### RECORDS TO USE
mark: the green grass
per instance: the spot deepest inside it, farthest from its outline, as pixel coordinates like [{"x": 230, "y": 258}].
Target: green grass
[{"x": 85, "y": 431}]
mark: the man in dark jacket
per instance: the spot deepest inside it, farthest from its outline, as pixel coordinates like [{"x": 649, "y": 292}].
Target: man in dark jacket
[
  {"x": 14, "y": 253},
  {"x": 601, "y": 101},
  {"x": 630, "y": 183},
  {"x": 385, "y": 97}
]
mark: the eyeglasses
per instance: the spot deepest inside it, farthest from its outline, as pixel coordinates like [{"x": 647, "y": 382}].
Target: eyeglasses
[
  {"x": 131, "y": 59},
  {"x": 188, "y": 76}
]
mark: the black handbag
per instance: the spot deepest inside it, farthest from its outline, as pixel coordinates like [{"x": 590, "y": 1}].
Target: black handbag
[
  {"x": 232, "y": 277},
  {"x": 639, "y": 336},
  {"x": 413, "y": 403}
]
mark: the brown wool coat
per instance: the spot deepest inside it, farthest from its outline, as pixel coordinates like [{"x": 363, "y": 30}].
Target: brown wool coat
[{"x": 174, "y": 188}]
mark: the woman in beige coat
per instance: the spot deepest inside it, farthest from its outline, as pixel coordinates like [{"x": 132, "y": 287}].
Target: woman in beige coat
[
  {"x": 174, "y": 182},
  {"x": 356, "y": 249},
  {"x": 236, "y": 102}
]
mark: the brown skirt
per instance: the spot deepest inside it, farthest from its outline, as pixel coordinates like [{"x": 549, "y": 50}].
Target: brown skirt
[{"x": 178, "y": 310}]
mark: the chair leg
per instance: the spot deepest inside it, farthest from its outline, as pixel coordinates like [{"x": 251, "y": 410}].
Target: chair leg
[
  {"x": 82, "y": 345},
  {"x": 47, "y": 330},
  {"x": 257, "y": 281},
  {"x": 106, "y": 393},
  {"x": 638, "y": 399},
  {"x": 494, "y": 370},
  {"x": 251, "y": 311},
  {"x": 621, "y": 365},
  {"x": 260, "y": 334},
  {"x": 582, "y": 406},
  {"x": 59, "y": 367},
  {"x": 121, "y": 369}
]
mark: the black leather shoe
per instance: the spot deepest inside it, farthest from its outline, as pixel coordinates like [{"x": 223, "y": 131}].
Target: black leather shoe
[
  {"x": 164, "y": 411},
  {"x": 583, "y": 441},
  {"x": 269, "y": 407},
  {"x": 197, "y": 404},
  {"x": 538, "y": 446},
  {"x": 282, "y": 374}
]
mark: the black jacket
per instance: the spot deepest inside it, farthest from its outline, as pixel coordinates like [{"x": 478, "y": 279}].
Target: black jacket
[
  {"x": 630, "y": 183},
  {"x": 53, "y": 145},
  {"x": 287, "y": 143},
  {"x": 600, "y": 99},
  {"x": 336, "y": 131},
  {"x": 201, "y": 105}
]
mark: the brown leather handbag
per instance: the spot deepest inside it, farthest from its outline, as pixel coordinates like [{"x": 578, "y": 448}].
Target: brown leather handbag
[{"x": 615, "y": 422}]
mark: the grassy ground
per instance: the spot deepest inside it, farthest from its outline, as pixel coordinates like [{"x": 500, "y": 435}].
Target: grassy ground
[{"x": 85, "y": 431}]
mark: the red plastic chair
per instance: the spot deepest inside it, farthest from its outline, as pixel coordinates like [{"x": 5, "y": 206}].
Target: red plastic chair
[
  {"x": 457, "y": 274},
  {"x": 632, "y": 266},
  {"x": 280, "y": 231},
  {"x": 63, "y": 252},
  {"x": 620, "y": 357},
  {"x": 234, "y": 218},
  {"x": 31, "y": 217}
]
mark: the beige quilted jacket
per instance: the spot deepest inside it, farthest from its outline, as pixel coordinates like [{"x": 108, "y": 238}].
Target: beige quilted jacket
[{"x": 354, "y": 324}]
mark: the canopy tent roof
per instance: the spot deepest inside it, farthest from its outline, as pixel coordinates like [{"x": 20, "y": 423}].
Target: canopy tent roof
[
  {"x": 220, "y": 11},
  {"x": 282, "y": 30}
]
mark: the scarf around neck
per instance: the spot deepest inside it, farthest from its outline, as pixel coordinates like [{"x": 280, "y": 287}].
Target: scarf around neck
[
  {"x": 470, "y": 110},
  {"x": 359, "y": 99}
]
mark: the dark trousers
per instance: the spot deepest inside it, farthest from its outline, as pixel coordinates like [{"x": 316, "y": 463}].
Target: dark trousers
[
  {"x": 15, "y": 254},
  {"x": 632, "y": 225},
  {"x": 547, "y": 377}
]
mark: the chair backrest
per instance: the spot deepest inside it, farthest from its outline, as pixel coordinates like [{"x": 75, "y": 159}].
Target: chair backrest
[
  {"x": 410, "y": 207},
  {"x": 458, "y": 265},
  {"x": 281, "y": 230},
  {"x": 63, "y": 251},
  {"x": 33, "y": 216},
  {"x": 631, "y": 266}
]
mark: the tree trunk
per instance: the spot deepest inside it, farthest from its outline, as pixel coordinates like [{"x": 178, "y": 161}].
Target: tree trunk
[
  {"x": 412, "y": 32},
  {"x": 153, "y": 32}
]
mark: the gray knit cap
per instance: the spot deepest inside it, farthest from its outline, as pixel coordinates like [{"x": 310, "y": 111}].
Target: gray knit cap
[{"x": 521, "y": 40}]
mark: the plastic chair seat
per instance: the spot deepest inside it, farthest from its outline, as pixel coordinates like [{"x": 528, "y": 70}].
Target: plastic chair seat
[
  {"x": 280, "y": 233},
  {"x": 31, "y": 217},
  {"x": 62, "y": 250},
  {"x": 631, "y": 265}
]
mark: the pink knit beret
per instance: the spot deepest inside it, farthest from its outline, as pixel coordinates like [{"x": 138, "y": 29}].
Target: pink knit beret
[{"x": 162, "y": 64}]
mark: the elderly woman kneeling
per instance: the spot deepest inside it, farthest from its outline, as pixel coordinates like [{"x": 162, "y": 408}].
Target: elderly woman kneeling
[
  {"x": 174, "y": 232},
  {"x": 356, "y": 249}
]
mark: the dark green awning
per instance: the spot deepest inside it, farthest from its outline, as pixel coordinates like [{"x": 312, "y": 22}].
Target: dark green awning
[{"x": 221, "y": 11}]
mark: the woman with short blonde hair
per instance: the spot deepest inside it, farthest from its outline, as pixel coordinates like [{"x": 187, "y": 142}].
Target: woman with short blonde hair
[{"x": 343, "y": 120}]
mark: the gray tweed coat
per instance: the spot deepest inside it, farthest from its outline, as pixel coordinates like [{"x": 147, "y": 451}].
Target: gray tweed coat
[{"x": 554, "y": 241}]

### SHORT TASK
Rewrite all the records above, replacing "farthest from its outline" with "most distant from its outline" wherever it occurs and leaving everything else unchanged.

### THE ANSWER
mark: the green grass
per instance: the spot deepest inside it, most distant from its outline, as pixel coordinates like [{"x": 230, "y": 258}].
Target: green grass
[{"x": 85, "y": 431}]
mark: the man in dark jacket
per instance: the spot deepest inside it, most distant from its outline, as pixel coordinates like [{"x": 649, "y": 292}].
Target: man in dark jacket
[
  {"x": 14, "y": 253},
  {"x": 601, "y": 101},
  {"x": 630, "y": 183},
  {"x": 385, "y": 97}
]
mark: the eyeglasses
per instance: the spot deepest inside it, most distant from its outline, as pixel coordinates like [{"x": 647, "y": 382}].
Target: eyeglasses
[
  {"x": 131, "y": 59},
  {"x": 188, "y": 76}
]
mark: the black handbag
per instance: the spot deepest inside it, most distant from its outline, as pixel coordinates like [{"x": 590, "y": 1}].
Target: black handbag
[
  {"x": 232, "y": 277},
  {"x": 639, "y": 336},
  {"x": 413, "y": 403}
]
mark: the brown wool coat
per instance: the spot deepest inside it, most distant from its outline, as pixel coordinates like [{"x": 363, "y": 30}].
Target: brown wool coat
[{"x": 174, "y": 188}]
mark: the woman in beige coat
per instance: the spot deepest inside it, most distant from its outline, as pixel coordinates like [{"x": 132, "y": 287}].
Target: woman in beige coat
[
  {"x": 174, "y": 182},
  {"x": 356, "y": 249},
  {"x": 236, "y": 102}
]
mark: the brown skirt
per instance: the spot deepest inside it, most distant from its outline, as pixel coordinates like [{"x": 549, "y": 50}].
Target: brown skirt
[{"x": 178, "y": 310}]
mark: the chair leg
per instance: the spot deepest inside it, most distant from its outline, as pixel coordinates like [{"x": 251, "y": 410}].
Target: chair leg
[
  {"x": 82, "y": 345},
  {"x": 47, "y": 330},
  {"x": 257, "y": 281},
  {"x": 106, "y": 393},
  {"x": 638, "y": 399},
  {"x": 494, "y": 370},
  {"x": 251, "y": 311},
  {"x": 621, "y": 365},
  {"x": 260, "y": 334},
  {"x": 582, "y": 406},
  {"x": 59, "y": 367},
  {"x": 121, "y": 369}
]
mark: the black leather shoe
per instance: the spot deepest inside it, most distant from its outline, as pixel coordinates like [{"x": 223, "y": 131}].
Target: black leather shoe
[
  {"x": 164, "y": 411},
  {"x": 583, "y": 441},
  {"x": 269, "y": 407},
  {"x": 197, "y": 404},
  {"x": 538, "y": 446},
  {"x": 282, "y": 374}
]
mark: the black jacket
per instance: the spot deepest inside it, most distant from its outline, as pixel coordinates like [{"x": 478, "y": 279}].
Target: black jacket
[
  {"x": 630, "y": 183},
  {"x": 53, "y": 145},
  {"x": 287, "y": 143},
  {"x": 600, "y": 99},
  {"x": 336, "y": 131},
  {"x": 201, "y": 105}
]
mark: the brown leather handbag
per instance: the spot deepest inside it, most distant from its outline, as pixel coordinates like [{"x": 578, "y": 448}].
Target: brown leather handbag
[{"x": 615, "y": 422}]
mark: the grassy ground
per instance: the spot deepest inside it, most distant from its outline, as pixel coordinates like [{"x": 500, "y": 435}].
Target: grassy ground
[{"x": 85, "y": 431}]
mark: the red plastic chair
per instance: the spot deepest inside it, most distant from its outline, as pixel coordinates like [{"x": 5, "y": 206}].
Target: red plastic chair
[
  {"x": 457, "y": 274},
  {"x": 632, "y": 266},
  {"x": 280, "y": 231},
  {"x": 63, "y": 252},
  {"x": 620, "y": 357},
  {"x": 234, "y": 218},
  {"x": 31, "y": 217}
]
mark: the beige quilted jacket
per instance: the spot deepest inside it, most distant from its outline, as pixel coordinates like [{"x": 108, "y": 238}].
Target: beige quilted jacket
[{"x": 354, "y": 324}]
mark: the canopy tent roof
per instance: the spot deepest inside it, most distant from its outline, as pixel coordinates like [{"x": 20, "y": 423}].
Target: canopy tent roof
[
  {"x": 220, "y": 11},
  {"x": 282, "y": 30}
]
mark: the scarf around neck
per instance: the spot deepest inside it, most distant from its outline, as pixel coordinates like [{"x": 280, "y": 287}].
Target: scarf around neck
[
  {"x": 470, "y": 110},
  {"x": 359, "y": 99}
]
mark: the dark trousers
per instance: the spot deepest inside it, most distant from its outline, as pixel coordinates like [{"x": 316, "y": 463}].
Target: dark trousers
[
  {"x": 15, "y": 254},
  {"x": 632, "y": 225},
  {"x": 547, "y": 377}
]
mark: the chair backrest
per instance: the spot deepest inside it, most distant from its outline, as pixel coordinates like [{"x": 75, "y": 159}].
Target: chair backrest
[
  {"x": 410, "y": 207},
  {"x": 458, "y": 265},
  {"x": 281, "y": 230},
  {"x": 63, "y": 251},
  {"x": 33, "y": 216},
  {"x": 631, "y": 266}
]
mark: the tree trunk
per instance: the spot deepest inside it, most distant from its outline, as pixel coordinates like [{"x": 178, "y": 161}].
Target: tree trunk
[
  {"x": 412, "y": 32},
  {"x": 153, "y": 32}
]
mark: the gray knit cap
per instance: the spot deepest inside it, most distant from its outline, as pixel coordinates like [{"x": 310, "y": 111}].
Target: gray knit cap
[{"x": 521, "y": 40}]
mark: the plastic chair seat
per instance: the spot deepest inside it, most distant from its outline, as pixel coordinates like [{"x": 528, "y": 70}].
Target: plastic chair seat
[
  {"x": 280, "y": 233},
  {"x": 31, "y": 217},
  {"x": 62, "y": 250},
  {"x": 631, "y": 265}
]
mark: the pink knit beret
per instance: the spot deepest inside it, most distant from its outline, as pixel coordinates like [{"x": 138, "y": 29}].
Target: pink knit beret
[{"x": 162, "y": 64}]
mark: the elderly woman kneeling
per instance: the spot deepest inside it, most distant from its outline, as pixel coordinates like [{"x": 162, "y": 408}].
Target: elderly woman kneeling
[
  {"x": 174, "y": 232},
  {"x": 356, "y": 249}
]
mark: the dark green awning
per instance: the spot deepest inside it, most distant from its outline, as pixel coordinates like [{"x": 312, "y": 22}].
Target: dark green awning
[{"x": 221, "y": 11}]
mark: the woman with short blonde hair
per instance: the spot deepest inside it, most distant from its outline, as pixel coordinates like [{"x": 187, "y": 142}].
Target: woman with short blonde hair
[{"x": 343, "y": 120}]
mark: the gray tweed coat
per instance: the spot deepest inside it, most distant from its outline, as pixel coordinates like [{"x": 147, "y": 451}].
Target: gray tweed coat
[{"x": 554, "y": 241}]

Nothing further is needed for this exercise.